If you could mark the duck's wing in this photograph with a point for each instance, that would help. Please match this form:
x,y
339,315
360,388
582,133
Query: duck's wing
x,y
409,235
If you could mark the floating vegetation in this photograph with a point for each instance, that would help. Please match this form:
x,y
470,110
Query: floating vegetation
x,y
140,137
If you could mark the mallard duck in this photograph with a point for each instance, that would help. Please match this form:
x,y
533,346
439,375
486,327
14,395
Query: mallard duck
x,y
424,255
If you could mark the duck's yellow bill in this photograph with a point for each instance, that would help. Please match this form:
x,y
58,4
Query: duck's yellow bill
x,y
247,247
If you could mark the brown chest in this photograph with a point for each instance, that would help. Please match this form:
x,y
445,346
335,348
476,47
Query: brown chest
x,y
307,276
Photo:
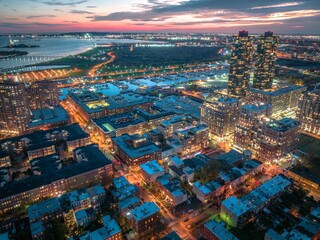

===============

TO DO: The entries above are to be restated verbatim, with no pictures carried over.

RESPONSE TO THE EXERCISE:
If you could mark the duck's wing in this photograph with a point for each instance, that would help. Please match this form:
x,y
339,315
360,388
582,133
Query: duck's wing
x,y
409,235
If you could mark the floating vegetation in this photograph with a point for each instance, that would help. Please match this form:
x,y
470,110
Query: floating vegetation
x,y
140,137
If you could mark the mallard duck in this photograph with a point for each instance, that would help. Please match this form:
x,y
533,346
439,375
486,327
14,395
Query: mallard duck
x,y
424,255
If you could mark the duck's yellow bill in this photograph with a point for each instance, that would help. Please match this form:
x,y
58,4
Query: duck's yellow bill
x,y
247,247
If you could mark the brown chest in this photograph with a point for each instance, that would help. Please match this form:
x,y
445,346
335,348
476,47
Query: brown chest
x,y
307,276
Photo:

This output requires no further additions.